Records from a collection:
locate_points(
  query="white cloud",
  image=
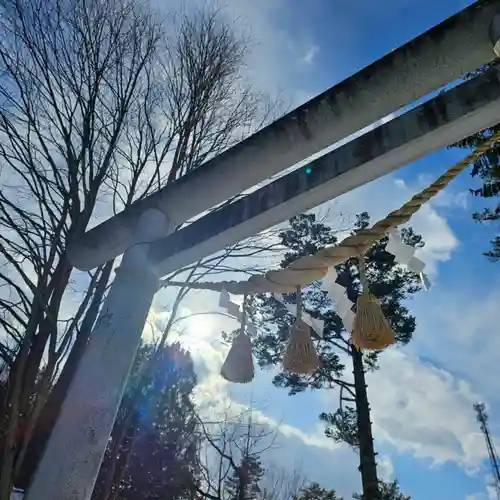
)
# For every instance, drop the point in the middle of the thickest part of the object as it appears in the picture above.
(425, 411)
(310, 55)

## TASK REQUIREMENTS
Repeat the data exactly in full, omitting its pictures.

## COMPLETED EXERCISE
locate_points(
  query="white cloud",
  image=
)
# For every instance, drop the point in the middle of the thickest part of the object as it appears in the picture above.
(425, 411)
(310, 55)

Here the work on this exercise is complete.